● Activity A
In the synthetic data privacy tutorial, what kind of information does GDPR aim its privacy measures at?
● Activity B
Write the next part of the synthetic data privacy tutorial, picking up after its final sentence.

● Text block
◇ ◇ ◇ ◇ ◇

Tutorial: Privacy preservation with synthetic data
Image credits: Unsplash

Tutorial: Privacy preservation with synthetic data

Given an original dataset, it is possible to generate a synthetic dataset that preserves the original statistical properties for a variety of use cases. If augmentation of data quality is the purpose, the only thing that matters is the utility or fidelity of the synthetic data with respect to the original one.

But if the goal is to facilitate privacy-sensitive data sharing, we need to consider all the relevant aspects around data protection. We would like to have synthetic data that is statistically very similar but at the same time, individual record-wise, very different from the original data.

Wait, what?

Yes you read that right, it could actually solve the massive utility vs privacy conundrum.

Synthetic data, if generated correctly, protects against privacy risks. To prove this, we need metrics that help us to quantify and manage these risks.

This article revolves around the analysis of privacy risks with synthetic data from an engineering point of view. We'll get our hands dirty and go straight to the methods that we can implement. We will try to understand what it means to protect privacy with synthetic data and go into the details of some metrics useful to assess risks.

When does it makes sense to talk about data privacy

According to GDPR and related regulations, the scope of privacy measures are directed at personal data, i.e., information that pertains to living individuals also known as natural persons. This may sound trivial, but it is good to clarify. If the original dataset does not contain direct or indirect personal data about individuals, there is no privacy risk. Otherwise data privacy regulations apply.

There are several technical, organisational and policy measures to be adopted to avoid disclosure of personal data. In this post we discuss the technical measures in terms of anonymization or pseudonymization techniques, beyond the obvious cyber security measures that one needs to consider for privacy preservation.

◇ ◇ ◇ ◇ ◇

(Records from a dataset)
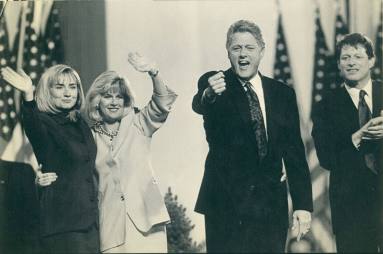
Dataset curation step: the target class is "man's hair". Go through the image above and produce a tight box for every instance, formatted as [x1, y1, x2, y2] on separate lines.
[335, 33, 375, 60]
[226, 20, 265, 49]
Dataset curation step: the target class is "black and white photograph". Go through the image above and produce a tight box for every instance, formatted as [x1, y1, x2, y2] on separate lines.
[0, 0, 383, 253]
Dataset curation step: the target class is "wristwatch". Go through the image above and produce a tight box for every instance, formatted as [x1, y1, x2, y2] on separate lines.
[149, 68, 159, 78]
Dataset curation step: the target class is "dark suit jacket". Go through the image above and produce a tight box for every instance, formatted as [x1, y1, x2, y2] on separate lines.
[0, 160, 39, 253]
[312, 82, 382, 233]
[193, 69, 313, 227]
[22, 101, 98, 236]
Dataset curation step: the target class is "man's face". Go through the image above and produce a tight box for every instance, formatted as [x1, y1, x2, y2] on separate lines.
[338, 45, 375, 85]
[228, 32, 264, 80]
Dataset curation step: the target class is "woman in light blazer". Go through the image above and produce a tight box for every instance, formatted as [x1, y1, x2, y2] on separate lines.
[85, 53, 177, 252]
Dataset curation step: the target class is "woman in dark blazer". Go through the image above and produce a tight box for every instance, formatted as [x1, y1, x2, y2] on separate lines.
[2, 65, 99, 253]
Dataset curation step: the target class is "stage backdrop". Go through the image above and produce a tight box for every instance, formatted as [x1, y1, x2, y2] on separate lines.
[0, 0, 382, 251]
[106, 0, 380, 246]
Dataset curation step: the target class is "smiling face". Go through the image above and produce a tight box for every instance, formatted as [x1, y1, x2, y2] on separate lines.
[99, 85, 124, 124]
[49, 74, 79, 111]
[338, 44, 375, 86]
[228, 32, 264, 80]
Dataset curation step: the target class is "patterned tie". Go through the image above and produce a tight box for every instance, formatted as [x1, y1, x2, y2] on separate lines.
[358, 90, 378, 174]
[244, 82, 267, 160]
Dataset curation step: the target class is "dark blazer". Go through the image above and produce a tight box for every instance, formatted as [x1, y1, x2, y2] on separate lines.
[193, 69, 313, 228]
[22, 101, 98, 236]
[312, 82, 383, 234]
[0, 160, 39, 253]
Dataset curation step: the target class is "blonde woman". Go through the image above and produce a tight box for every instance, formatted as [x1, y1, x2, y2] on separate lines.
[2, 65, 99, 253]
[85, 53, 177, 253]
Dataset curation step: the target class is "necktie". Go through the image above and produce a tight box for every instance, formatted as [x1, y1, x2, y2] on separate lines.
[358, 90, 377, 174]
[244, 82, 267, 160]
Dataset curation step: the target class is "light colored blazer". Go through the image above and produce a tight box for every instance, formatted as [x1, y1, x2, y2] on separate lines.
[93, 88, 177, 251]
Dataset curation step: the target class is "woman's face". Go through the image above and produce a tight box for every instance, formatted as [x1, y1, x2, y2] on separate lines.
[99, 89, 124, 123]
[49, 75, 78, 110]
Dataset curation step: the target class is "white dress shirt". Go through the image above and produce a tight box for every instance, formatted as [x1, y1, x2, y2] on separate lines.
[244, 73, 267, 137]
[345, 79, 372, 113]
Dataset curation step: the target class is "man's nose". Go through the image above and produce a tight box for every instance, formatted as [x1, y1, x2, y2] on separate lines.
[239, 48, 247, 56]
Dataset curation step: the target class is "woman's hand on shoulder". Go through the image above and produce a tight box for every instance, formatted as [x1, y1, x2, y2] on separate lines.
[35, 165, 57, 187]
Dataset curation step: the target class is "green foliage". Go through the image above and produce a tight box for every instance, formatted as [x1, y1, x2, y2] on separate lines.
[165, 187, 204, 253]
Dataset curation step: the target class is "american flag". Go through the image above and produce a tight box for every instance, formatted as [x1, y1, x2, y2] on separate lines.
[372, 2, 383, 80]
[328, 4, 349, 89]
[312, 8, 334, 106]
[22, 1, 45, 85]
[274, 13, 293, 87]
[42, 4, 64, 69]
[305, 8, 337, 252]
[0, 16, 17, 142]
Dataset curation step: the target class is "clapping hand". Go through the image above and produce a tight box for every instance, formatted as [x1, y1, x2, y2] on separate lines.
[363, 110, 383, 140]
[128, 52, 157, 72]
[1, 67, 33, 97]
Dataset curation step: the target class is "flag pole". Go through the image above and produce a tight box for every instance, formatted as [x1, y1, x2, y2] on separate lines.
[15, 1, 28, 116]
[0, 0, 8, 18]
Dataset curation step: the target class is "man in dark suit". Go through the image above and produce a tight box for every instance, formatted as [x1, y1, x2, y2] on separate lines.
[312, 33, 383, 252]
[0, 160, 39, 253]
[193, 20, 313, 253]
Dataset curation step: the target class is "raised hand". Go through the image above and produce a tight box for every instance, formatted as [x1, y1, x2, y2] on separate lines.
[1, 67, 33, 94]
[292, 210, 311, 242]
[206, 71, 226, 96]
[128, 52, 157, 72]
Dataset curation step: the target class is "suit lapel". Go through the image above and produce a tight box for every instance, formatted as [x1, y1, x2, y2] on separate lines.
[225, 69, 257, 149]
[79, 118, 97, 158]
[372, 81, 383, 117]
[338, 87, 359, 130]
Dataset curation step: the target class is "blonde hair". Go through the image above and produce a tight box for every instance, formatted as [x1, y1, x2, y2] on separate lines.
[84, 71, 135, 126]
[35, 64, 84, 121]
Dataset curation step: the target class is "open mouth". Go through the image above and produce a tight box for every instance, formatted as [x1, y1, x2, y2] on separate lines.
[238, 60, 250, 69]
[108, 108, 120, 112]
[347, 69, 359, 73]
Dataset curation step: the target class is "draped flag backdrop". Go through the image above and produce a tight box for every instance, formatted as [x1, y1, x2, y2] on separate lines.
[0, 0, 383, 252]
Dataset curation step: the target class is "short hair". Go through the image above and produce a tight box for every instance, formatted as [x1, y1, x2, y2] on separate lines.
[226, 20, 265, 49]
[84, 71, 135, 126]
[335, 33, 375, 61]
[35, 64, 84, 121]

◇ ◇ ◇ ◇ ◇

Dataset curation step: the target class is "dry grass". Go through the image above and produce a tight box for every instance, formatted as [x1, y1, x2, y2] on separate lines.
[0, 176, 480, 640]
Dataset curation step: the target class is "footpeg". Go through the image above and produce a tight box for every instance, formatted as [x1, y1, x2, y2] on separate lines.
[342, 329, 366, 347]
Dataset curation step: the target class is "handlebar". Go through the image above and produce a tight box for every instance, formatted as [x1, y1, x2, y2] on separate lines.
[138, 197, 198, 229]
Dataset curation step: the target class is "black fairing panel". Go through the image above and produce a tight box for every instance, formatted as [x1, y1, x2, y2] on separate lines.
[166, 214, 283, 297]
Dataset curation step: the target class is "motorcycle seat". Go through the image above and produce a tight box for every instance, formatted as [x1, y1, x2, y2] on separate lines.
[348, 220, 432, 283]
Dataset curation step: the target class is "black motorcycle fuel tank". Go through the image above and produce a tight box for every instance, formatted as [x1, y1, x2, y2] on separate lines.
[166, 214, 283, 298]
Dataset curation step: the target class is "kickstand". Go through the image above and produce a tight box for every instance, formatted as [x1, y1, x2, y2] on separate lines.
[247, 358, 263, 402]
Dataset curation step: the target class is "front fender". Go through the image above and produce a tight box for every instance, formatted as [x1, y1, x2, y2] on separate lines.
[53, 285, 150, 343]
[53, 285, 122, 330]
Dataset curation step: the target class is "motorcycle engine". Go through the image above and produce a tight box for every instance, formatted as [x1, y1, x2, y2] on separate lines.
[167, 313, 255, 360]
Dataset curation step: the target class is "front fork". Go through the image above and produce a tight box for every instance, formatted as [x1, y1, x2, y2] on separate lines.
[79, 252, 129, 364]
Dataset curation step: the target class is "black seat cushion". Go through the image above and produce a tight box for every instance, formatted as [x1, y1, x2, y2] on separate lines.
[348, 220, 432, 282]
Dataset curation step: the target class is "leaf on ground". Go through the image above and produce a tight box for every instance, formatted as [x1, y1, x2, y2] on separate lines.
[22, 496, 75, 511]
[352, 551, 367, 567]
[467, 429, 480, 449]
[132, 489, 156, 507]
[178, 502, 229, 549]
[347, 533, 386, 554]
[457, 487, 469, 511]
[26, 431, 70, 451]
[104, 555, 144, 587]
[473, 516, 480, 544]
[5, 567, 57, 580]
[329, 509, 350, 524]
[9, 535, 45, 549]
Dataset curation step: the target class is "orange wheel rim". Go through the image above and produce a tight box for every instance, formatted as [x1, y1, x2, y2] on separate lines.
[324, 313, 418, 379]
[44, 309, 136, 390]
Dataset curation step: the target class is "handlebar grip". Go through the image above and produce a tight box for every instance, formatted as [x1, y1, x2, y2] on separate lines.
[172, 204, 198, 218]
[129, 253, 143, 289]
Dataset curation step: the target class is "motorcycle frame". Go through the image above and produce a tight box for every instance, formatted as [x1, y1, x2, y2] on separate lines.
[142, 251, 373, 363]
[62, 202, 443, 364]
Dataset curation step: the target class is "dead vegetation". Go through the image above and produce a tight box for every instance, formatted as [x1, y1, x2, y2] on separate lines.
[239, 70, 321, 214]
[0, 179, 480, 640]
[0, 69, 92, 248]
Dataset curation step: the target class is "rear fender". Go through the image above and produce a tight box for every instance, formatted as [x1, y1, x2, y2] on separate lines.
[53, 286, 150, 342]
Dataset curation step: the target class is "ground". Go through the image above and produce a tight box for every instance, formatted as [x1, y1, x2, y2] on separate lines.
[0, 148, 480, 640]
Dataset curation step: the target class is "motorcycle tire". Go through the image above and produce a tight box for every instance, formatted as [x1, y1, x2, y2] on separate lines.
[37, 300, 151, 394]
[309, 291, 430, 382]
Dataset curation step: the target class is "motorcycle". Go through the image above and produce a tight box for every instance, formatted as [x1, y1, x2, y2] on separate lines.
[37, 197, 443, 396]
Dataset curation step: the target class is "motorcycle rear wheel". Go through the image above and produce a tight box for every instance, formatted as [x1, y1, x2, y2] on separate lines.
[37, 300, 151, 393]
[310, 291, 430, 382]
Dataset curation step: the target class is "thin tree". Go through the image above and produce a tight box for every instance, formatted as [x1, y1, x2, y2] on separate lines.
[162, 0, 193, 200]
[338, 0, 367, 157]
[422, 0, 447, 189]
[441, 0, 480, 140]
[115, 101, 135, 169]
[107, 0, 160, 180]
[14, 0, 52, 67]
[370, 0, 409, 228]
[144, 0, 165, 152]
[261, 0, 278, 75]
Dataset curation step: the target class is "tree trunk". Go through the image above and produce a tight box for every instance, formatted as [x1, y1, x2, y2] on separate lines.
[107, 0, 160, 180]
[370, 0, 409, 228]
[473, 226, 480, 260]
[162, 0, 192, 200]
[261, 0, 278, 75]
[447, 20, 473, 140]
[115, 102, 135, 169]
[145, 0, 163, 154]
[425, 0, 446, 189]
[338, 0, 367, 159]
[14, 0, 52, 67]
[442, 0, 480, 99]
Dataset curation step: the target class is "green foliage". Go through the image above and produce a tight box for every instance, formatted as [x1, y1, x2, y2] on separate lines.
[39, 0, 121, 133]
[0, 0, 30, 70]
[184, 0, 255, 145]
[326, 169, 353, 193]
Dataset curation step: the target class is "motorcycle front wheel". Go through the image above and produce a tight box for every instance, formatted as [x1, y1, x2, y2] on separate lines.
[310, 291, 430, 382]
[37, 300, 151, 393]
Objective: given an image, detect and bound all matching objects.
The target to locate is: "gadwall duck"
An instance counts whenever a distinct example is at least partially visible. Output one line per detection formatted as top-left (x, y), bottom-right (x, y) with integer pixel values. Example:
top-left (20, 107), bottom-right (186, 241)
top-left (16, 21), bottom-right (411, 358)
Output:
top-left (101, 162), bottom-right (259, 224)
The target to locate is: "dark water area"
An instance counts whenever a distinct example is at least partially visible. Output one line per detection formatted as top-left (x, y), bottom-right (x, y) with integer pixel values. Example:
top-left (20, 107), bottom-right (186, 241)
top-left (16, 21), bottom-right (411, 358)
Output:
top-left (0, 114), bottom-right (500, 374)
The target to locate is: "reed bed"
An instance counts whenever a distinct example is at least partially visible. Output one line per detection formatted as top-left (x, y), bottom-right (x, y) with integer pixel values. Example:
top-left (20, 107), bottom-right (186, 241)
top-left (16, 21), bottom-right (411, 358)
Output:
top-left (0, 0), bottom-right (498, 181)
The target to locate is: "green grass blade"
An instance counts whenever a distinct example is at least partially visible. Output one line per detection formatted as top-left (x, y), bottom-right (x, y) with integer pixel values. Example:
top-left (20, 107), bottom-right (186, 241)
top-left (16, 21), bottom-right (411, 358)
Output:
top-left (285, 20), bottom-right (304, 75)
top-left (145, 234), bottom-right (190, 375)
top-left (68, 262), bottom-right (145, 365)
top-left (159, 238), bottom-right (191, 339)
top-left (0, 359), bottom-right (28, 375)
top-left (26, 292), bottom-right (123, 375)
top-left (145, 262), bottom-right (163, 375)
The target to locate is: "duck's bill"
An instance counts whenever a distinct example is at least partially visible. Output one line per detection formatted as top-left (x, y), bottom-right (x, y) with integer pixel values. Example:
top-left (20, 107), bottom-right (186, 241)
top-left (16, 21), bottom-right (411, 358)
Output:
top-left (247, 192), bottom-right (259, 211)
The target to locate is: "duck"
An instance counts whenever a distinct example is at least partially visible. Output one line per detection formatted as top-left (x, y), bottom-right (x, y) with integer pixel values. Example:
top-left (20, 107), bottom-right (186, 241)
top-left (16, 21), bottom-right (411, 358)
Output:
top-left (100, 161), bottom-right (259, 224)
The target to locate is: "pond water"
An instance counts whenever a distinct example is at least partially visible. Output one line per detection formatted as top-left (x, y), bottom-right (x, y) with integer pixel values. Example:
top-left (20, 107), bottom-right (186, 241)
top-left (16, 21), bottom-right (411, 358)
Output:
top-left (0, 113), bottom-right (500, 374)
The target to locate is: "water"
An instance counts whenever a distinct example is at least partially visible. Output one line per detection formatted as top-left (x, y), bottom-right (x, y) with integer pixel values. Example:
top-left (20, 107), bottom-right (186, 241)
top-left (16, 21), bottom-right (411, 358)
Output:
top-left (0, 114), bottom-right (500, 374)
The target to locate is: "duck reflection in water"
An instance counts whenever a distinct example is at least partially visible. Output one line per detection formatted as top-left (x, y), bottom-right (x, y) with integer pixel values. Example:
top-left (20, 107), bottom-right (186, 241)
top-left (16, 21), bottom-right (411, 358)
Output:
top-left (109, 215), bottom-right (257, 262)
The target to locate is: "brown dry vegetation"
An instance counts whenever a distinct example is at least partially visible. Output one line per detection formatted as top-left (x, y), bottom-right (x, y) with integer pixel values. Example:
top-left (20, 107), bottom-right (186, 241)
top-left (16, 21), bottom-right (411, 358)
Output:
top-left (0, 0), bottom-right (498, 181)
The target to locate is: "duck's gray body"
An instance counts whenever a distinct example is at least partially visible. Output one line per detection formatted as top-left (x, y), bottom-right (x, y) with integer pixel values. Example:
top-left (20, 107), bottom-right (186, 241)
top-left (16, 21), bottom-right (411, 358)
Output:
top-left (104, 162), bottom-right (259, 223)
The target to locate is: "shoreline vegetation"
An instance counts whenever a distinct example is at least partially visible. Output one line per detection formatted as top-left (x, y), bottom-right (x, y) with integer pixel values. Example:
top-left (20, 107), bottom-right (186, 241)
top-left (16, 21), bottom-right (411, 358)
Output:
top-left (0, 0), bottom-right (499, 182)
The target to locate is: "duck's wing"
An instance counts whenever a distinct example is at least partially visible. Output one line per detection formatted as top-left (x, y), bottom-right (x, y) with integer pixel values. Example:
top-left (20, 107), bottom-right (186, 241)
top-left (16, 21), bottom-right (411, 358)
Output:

◇ ◇ ◇ ◇ ◇

● Task result A
Personal data, meaning information that pertains to living individuals, also known as natural persons.

● Task result B
Of course, data anonymization techniques have been available for decades, long before the rise of synthetic data generation. The risks we describe here apply to more traditional protection techniques as well. With those techniques there’s always a huge trade-off between privacy and data utility.

Synthetic data generation can better deal with this trade-off : synthetic data, if generated properly, is private, realistic and retains the original statistical properties. Assessing the privacy risks can help make the synthetic generation solution even more complete.

The starting scenario of our analysis

This is the starting scenario on which we will proceed for our analysis: we have an original tabular dataset O containing sensitive data about individuals. We train a generative model that gives us a synthetic dataset S with a certain degree of guarantees in terms of de-identification. A hypothetical attacker (or adversary) A tries to derive some sensitive information from S. We want to measure the privacy risks, we need practical metrics that we can calculate.

Image credits: Clearbox AI

As we move forward in the analysis we will modify these assumptions slightly, but it is good to have a common reference framework right from the start.

How do we identify and manage privacy risks?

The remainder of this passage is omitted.